Set down all of the records exactly, leaving none out.

Stored items from a collection |
╔══
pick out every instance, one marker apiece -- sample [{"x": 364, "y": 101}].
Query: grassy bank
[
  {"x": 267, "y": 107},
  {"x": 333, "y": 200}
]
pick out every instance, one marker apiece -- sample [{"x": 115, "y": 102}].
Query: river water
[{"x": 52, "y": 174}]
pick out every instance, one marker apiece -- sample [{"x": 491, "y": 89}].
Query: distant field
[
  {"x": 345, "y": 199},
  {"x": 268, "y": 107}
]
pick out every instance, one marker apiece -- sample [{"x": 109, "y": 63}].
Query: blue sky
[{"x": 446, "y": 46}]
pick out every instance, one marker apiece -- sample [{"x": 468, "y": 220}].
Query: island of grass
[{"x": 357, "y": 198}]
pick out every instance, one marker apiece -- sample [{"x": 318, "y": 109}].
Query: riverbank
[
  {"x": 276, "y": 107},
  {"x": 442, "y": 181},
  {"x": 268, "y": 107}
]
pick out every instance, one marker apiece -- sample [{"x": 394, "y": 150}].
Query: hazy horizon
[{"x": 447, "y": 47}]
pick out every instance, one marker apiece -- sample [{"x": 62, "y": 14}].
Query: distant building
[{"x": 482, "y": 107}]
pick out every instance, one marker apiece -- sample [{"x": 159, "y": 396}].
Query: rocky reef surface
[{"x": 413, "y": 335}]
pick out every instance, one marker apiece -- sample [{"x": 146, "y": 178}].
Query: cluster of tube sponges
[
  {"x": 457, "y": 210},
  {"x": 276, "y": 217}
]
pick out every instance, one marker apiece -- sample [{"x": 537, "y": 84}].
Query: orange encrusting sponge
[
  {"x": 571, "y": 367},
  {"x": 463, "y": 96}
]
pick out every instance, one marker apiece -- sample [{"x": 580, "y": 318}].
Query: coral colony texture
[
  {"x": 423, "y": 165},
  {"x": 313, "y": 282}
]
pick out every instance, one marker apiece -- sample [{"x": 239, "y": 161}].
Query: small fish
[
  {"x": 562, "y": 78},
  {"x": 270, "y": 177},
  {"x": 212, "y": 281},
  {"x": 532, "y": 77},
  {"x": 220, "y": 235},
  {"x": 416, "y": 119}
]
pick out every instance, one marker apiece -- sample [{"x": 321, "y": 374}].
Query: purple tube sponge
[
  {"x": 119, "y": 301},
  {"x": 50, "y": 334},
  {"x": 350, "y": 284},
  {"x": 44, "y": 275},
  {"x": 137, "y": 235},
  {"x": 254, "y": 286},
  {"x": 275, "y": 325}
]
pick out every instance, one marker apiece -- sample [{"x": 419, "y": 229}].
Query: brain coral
╚══
Output below |
pick out every instance, one marker apiece -- sample [{"x": 364, "y": 101}].
Query: grassy bank
[
  {"x": 267, "y": 107},
  {"x": 333, "y": 200}
]
pick out every instance, one marker apiece -- sample [{"x": 115, "y": 102}].
Query: river water
[{"x": 52, "y": 174}]
pick out every instance, one marker apiece -- sample [{"x": 491, "y": 89}].
Query: distant field
[
  {"x": 345, "y": 199},
  {"x": 268, "y": 107}
]
pick out every instance, one marker apiece -- sample [{"x": 109, "y": 63}].
Query: blue sky
[{"x": 446, "y": 46}]
pick out every instance, one marker apiece -- sample [{"x": 468, "y": 220}].
Query: island of grass
[{"x": 357, "y": 198}]
pick out every instance, one marker apiece -- sample [{"x": 318, "y": 109}].
Query: riverbank
[
  {"x": 276, "y": 107},
  {"x": 442, "y": 181},
  {"x": 268, "y": 107}
]
pick out every instance, one marker apiece -- sample [{"x": 394, "y": 150}].
Query: hazy horizon
[{"x": 447, "y": 47}]
pick out every instance, one marker apiece -- sample [{"x": 62, "y": 14}].
Query: distant building
[{"x": 482, "y": 107}]
pick out every instance, one marker apiece -- sample [{"x": 159, "y": 396}].
Query: rocky reef surface
[{"x": 413, "y": 335}]
pick out every instance, one marker apiece -- sample [{"x": 146, "y": 178}].
Query: cluster of tube sponges
[
  {"x": 457, "y": 210},
  {"x": 276, "y": 217}
]
pick out every instance, one marker apiece -- sample [{"x": 537, "y": 84}].
Query: orange encrusting sponge
[
  {"x": 571, "y": 367},
  {"x": 463, "y": 96}
]
pick out every instance, one marker apiece -- sample [{"x": 580, "y": 318}].
Query: coral colony texture
[
  {"x": 423, "y": 165},
  {"x": 313, "y": 282}
]
pick out every instance, one marker apiece -- sample [{"x": 239, "y": 161}].
Query: small fish
[
  {"x": 562, "y": 78},
  {"x": 270, "y": 177},
  {"x": 212, "y": 281},
  {"x": 532, "y": 77},
  {"x": 220, "y": 235},
  {"x": 416, "y": 119}
]
pick out every instance, one marker apiece -- sample [{"x": 321, "y": 374}].
Query: purple tube sponge
[
  {"x": 119, "y": 301},
  {"x": 50, "y": 334},
  {"x": 350, "y": 284},
  {"x": 44, "y": 275},
  {"x": 137, "y": 235},
  {"x": 254, "y": 286},
  {"x": 275, "y": 325}
]
pick out every instance, one marker apiece -- sample [{"x": 419, "y": 229}].
Query: brain coral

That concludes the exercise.